WRITTEN PROBLEM -> Rewrite the material below, replacing "bare tree" with "leafless tree" and leaving everything else unchanged. Leave the pictures out of your answer.

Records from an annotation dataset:

--- BEGIN ---

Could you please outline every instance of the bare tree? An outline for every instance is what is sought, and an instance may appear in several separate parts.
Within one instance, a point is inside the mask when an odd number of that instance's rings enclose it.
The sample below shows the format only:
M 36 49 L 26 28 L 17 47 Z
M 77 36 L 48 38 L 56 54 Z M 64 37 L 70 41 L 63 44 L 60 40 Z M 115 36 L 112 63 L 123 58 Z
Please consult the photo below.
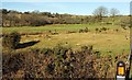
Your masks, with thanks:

--- END ---

RESPONSE TO THIS TASK ->
Could you please outline every instance of the leafless tree? An outline for every instance is what is sought, and an instance may appear in several separate parts.
Within one instance, a point is inside the mask when an odd number of that instance's rings enclose it.
The sample below shows the format only:
M 36 49 L 26 28 L 17 47 Z
M 77 36 L 48 38 L 56 54 Z M 64 37 L 70 41 L 63 44 L 60 40 Z M 115 36 L 112 63 L 123 58 Z
Please consult the photo below.
Your masks, with thanks:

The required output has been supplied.